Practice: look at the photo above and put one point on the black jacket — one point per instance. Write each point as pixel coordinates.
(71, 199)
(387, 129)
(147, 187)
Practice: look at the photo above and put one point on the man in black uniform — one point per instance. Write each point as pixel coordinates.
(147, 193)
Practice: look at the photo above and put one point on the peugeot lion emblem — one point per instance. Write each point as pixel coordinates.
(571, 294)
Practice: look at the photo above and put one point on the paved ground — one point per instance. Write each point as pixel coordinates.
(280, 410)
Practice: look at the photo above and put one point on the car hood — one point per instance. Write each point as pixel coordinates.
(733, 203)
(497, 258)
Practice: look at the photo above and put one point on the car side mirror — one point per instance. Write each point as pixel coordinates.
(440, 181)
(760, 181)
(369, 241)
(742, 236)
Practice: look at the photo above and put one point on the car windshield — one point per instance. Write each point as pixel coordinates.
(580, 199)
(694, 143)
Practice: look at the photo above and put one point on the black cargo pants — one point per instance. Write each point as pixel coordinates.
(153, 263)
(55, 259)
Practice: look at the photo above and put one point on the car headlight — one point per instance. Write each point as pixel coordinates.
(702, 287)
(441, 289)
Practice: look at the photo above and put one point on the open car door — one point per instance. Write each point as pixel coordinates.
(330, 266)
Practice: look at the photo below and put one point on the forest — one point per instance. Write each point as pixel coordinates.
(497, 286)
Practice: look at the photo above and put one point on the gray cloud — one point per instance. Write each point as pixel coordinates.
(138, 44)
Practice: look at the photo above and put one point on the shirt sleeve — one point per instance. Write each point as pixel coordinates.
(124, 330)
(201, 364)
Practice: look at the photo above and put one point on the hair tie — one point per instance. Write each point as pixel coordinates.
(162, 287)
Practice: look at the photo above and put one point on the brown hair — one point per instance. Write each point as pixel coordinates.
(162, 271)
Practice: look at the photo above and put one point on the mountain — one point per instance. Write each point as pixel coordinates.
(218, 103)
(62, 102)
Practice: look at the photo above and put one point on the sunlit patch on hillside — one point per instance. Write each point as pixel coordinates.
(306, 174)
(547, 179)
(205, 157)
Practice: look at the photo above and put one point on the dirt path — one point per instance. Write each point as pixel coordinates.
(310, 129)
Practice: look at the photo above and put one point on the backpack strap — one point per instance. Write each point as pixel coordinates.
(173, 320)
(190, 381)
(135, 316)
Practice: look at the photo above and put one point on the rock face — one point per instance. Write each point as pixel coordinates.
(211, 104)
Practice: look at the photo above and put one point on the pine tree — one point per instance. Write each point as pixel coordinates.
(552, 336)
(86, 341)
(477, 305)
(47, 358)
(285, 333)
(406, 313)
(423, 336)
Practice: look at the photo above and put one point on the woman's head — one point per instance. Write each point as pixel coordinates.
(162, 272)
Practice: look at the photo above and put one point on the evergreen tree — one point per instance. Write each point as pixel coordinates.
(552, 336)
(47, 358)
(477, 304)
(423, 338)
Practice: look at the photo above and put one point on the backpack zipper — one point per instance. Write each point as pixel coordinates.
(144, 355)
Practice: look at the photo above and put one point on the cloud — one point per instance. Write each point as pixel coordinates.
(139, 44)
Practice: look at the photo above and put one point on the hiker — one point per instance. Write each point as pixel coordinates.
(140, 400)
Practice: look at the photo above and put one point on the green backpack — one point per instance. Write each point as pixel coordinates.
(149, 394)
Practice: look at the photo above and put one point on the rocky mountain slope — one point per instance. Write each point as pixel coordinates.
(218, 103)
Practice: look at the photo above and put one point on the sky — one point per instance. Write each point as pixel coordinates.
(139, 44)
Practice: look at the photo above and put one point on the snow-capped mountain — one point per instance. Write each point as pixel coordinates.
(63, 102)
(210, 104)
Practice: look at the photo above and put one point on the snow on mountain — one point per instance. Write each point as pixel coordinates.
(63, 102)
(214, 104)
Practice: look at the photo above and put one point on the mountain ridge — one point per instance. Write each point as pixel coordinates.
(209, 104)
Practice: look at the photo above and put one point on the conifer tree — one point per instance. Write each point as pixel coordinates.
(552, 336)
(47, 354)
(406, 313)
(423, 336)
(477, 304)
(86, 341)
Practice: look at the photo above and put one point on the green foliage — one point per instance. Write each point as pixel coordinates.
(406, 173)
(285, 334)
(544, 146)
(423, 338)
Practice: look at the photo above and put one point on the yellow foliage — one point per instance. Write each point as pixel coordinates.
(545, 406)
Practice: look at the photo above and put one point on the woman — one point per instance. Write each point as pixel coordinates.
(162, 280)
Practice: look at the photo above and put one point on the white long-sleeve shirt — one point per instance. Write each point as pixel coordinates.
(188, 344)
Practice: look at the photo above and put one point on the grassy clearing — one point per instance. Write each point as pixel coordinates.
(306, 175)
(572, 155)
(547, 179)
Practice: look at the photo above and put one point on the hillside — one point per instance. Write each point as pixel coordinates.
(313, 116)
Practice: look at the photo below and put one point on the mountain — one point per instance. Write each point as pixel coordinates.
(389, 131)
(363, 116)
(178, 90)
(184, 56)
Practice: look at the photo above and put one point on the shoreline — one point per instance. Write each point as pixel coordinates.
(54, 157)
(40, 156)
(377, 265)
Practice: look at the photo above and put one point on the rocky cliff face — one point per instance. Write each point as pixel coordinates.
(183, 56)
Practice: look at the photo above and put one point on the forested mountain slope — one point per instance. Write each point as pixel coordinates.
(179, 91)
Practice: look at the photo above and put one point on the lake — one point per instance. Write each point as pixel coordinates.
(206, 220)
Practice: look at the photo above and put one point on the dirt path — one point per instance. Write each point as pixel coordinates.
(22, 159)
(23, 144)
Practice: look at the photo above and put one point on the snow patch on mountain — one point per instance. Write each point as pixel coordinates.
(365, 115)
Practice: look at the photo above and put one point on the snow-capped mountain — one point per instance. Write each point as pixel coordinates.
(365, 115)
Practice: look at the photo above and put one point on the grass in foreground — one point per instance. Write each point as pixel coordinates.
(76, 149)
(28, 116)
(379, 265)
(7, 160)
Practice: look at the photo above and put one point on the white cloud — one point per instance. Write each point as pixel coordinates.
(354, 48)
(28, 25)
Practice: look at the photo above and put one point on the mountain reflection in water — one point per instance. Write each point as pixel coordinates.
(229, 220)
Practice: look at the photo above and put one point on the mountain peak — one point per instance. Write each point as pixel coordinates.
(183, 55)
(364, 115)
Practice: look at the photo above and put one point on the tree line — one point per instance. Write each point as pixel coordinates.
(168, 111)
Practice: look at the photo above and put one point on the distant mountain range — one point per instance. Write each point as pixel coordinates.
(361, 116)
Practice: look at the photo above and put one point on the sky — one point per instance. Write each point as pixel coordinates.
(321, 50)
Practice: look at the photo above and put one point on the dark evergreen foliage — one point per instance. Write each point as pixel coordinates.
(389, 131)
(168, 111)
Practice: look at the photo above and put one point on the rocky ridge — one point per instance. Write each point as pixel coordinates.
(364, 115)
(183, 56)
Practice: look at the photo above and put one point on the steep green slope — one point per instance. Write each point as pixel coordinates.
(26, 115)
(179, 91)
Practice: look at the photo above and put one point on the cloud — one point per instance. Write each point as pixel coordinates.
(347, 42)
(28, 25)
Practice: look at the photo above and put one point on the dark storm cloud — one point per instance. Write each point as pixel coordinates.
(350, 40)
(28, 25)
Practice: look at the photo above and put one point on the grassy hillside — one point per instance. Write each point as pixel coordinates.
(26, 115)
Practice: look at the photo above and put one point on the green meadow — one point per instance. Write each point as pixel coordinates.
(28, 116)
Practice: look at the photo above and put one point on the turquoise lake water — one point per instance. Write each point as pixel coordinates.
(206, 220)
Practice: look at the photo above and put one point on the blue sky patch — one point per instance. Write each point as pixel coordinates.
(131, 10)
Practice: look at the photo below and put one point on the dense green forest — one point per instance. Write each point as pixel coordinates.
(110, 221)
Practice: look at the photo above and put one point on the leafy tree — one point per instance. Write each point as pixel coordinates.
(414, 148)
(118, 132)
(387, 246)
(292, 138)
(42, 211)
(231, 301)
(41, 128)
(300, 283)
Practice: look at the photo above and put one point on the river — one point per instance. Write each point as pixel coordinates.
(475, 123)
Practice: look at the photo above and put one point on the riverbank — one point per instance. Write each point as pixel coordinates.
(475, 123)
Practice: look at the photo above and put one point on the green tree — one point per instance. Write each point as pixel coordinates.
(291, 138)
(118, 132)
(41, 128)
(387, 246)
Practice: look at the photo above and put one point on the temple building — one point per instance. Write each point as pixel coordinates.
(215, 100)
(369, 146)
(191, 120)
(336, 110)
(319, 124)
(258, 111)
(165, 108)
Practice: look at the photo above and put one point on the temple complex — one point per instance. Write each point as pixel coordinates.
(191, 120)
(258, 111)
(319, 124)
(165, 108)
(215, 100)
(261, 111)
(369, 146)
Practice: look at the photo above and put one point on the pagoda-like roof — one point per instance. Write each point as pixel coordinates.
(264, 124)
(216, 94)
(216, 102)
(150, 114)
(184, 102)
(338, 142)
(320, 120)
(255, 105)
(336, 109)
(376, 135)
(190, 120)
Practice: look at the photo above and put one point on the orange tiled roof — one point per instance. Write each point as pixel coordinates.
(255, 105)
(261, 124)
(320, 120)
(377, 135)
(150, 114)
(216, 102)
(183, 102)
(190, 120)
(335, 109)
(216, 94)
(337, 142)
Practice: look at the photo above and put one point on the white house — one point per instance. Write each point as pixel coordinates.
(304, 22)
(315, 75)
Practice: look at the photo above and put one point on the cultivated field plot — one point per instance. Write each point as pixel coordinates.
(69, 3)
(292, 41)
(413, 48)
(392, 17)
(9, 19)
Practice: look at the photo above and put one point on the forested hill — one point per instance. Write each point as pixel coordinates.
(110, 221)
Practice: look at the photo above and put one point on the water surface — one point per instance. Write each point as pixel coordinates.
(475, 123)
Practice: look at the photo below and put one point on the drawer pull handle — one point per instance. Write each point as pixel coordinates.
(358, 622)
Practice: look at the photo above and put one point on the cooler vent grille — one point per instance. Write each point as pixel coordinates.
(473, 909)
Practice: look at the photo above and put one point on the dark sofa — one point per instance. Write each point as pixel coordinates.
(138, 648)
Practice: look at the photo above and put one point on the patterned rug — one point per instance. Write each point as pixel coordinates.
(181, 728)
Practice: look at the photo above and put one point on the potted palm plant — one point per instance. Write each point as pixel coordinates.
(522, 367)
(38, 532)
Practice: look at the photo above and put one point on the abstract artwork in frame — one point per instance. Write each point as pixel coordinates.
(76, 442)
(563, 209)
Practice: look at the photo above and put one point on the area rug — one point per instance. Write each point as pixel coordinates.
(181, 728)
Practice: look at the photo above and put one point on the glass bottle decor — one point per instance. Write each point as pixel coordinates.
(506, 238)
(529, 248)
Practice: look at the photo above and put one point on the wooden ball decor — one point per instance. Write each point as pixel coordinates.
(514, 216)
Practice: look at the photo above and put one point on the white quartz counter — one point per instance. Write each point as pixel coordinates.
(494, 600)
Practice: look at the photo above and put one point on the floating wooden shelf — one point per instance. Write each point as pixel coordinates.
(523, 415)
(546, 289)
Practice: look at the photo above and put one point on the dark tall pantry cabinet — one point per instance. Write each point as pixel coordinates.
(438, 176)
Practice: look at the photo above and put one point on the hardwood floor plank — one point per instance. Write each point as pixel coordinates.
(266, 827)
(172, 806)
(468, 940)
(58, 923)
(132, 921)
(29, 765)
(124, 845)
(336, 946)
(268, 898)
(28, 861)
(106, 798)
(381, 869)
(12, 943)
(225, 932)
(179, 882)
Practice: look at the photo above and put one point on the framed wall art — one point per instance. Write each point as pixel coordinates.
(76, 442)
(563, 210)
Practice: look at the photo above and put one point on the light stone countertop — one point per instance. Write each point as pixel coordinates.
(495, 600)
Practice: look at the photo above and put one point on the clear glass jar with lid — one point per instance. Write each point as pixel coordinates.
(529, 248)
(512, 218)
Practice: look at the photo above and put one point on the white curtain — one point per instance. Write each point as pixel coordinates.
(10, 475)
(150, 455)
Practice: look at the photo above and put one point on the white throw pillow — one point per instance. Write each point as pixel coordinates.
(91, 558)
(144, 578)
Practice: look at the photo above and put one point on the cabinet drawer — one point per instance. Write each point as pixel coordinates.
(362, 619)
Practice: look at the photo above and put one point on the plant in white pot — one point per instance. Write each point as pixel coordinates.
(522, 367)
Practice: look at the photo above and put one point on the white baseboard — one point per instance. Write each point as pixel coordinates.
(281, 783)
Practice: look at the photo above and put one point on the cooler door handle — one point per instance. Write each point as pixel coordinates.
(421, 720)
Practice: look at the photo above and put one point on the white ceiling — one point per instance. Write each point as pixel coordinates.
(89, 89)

[WRITTEN REQUEST]:
Copy the records above exactly, starting at the line that contains "on the cabinet" and continuing through the end of the records, with both ends included.

[OUTPUT]:
Practice: look at the photo above and put one point on the cabinet drawer — one point per instance. Write each point as pixel coordinates.
(362, 619)
Practice: look at the photo above and put one point on the plant in white pot — one point per instance. Write each point as pixel coordinates.
(522, 367)
Practice: look at the photo above and put one point on the white baseboard — one point per instance. Write each point as pixel coordinates.
(281, 783)
Practice: look at the photo above and put one point on the cooler door handle — one point per instance. Write each point as pixel coordinates.
(421, 720)
Practice: look at the photo above and put one point on the white ceiling — one point per instance. Write each point as pixel coordinates.
(89, 89)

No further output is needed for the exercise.